Data shown:
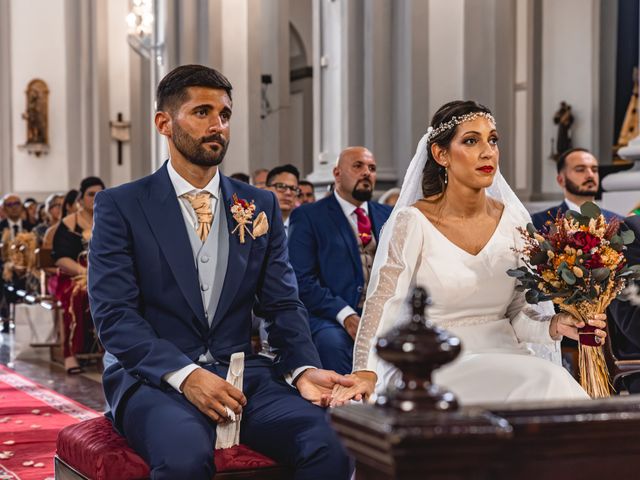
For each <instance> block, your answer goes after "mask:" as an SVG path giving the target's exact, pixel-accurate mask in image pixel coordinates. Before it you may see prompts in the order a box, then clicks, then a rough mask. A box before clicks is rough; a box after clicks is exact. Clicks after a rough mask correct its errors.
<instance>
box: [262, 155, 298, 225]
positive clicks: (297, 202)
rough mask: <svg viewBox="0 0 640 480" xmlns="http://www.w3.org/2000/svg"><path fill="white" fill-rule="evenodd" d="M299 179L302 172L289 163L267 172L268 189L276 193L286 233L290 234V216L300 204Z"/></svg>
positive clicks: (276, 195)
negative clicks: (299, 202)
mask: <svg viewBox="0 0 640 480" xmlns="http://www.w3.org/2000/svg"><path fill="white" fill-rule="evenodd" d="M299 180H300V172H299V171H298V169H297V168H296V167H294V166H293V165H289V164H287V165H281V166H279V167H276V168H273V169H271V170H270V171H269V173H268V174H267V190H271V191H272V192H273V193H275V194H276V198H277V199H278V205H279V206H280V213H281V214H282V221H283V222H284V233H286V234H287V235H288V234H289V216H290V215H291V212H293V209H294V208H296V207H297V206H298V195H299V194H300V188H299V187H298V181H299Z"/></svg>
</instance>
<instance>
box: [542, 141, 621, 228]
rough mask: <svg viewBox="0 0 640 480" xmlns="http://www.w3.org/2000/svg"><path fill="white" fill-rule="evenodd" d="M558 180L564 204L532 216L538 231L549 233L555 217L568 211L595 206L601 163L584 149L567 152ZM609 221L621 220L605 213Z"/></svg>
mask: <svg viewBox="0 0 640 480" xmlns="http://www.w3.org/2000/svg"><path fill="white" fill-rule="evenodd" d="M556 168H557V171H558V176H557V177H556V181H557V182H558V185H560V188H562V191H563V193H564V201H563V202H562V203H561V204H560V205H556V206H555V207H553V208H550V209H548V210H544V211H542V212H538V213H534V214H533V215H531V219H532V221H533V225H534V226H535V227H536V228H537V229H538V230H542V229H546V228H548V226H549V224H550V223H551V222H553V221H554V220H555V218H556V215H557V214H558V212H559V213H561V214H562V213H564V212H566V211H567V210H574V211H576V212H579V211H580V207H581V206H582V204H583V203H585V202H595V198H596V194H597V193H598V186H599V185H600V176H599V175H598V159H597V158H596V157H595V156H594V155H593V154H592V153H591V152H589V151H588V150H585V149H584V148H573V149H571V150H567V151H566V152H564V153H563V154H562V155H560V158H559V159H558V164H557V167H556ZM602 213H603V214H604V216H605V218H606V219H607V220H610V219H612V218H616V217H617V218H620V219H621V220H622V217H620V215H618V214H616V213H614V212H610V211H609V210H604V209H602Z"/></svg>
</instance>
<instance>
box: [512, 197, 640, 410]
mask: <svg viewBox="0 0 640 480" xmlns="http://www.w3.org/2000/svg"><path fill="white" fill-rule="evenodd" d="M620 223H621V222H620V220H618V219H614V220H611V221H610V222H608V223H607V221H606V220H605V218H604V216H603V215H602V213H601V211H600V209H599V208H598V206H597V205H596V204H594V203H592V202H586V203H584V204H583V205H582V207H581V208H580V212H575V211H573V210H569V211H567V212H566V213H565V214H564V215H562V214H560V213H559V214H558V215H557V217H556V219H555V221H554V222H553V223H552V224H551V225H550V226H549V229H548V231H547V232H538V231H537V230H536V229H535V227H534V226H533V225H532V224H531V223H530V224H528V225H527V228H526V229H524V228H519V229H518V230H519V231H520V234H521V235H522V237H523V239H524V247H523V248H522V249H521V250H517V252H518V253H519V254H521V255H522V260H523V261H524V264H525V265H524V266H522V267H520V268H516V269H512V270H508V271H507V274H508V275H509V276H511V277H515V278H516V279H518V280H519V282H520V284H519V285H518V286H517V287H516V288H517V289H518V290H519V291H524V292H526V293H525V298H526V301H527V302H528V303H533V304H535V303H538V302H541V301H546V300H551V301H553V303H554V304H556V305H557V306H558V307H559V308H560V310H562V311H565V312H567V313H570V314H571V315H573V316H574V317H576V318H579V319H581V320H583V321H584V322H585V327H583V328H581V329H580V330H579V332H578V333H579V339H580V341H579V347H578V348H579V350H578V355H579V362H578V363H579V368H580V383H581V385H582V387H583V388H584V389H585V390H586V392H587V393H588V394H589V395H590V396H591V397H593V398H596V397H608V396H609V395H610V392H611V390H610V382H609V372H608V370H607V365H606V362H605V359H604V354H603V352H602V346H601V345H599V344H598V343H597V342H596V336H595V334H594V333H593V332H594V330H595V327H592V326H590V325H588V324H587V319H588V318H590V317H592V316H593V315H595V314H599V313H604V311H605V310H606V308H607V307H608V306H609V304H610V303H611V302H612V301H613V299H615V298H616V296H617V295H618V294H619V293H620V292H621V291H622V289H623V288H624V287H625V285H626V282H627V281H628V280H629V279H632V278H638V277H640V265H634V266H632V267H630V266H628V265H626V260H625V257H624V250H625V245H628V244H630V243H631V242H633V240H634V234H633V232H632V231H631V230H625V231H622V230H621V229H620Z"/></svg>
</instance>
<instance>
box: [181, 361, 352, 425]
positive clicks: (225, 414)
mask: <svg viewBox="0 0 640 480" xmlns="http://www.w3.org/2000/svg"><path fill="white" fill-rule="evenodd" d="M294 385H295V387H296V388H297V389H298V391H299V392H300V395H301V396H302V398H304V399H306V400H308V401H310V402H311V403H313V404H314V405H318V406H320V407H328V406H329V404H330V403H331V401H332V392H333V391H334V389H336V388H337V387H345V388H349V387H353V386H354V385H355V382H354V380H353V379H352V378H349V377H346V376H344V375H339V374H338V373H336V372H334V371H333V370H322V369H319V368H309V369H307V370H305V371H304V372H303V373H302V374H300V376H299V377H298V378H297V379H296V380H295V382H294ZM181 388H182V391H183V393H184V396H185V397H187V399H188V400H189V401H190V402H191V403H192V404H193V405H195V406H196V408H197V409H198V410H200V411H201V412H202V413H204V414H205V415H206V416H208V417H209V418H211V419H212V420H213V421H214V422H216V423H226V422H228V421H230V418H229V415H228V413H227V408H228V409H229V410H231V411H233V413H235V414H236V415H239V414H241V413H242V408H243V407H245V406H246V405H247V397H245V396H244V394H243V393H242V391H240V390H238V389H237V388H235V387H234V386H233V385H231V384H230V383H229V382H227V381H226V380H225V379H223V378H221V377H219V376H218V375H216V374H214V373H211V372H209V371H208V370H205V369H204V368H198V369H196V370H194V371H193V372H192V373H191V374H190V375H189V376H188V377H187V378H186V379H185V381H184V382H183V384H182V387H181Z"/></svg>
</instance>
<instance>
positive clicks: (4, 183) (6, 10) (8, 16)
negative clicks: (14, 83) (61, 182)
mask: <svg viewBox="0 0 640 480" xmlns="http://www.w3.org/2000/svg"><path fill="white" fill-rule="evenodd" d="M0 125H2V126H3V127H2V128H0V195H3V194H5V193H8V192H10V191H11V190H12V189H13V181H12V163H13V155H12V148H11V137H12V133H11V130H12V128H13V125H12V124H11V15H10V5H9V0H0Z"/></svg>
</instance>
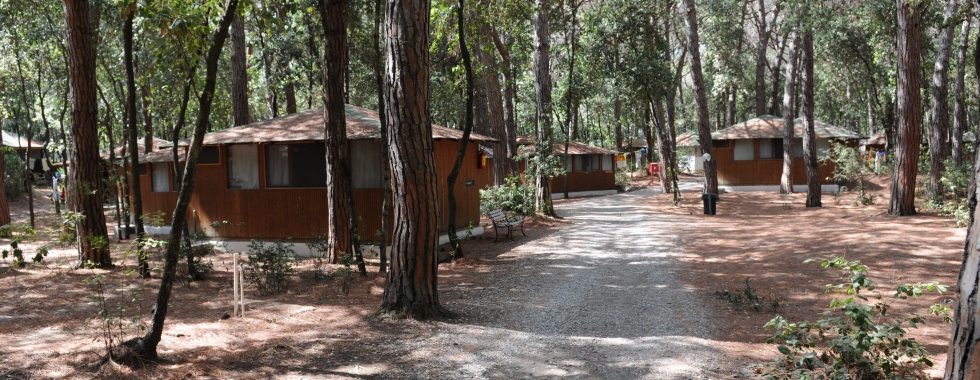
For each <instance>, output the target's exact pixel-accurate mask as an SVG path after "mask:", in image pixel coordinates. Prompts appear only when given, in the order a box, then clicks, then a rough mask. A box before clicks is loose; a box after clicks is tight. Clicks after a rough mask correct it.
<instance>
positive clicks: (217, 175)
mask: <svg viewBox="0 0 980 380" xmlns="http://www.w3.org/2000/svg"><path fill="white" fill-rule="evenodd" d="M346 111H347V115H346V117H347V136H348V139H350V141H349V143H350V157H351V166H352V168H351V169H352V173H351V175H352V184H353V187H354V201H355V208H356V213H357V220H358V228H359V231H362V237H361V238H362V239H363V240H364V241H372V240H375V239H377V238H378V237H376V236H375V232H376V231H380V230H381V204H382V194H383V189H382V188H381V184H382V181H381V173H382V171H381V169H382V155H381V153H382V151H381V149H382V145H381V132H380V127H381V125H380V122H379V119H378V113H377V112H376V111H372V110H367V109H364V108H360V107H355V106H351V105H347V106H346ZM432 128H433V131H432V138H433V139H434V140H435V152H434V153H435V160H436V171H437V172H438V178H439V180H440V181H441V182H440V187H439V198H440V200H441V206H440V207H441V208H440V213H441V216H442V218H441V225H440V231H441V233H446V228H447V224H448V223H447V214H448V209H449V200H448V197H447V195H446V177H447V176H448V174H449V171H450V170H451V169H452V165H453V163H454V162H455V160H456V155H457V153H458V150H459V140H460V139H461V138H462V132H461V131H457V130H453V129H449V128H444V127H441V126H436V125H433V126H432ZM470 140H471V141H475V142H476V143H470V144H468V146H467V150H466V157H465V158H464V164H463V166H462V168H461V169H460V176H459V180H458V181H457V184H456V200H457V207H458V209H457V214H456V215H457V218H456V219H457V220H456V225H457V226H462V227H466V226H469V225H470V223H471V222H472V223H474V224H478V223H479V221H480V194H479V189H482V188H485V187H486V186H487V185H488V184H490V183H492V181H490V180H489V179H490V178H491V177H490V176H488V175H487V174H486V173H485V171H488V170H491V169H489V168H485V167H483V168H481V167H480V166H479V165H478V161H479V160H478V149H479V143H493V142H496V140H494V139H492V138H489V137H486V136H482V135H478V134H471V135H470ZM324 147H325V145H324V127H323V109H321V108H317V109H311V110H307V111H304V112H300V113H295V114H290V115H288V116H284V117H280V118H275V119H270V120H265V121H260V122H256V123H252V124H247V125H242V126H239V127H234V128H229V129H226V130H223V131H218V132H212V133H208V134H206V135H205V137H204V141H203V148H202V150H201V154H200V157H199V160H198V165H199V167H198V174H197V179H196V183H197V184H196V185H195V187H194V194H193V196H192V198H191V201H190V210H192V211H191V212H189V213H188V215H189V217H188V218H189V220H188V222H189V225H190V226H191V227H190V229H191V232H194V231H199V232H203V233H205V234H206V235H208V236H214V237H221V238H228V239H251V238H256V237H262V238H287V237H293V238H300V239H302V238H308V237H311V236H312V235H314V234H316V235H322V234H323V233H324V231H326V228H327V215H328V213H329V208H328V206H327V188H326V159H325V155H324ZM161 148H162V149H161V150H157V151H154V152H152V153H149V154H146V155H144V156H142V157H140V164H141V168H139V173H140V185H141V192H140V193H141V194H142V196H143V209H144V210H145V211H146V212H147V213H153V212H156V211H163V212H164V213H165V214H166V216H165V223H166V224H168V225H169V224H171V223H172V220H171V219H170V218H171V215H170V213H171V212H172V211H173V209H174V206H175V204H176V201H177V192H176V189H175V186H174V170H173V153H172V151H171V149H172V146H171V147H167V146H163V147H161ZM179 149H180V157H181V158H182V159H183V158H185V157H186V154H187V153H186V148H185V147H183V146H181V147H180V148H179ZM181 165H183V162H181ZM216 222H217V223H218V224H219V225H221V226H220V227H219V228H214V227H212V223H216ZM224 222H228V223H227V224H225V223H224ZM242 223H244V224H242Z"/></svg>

Brief: Count how many lines of the data above contain the string "accurate". Reply with that number only.

Problem solution: 2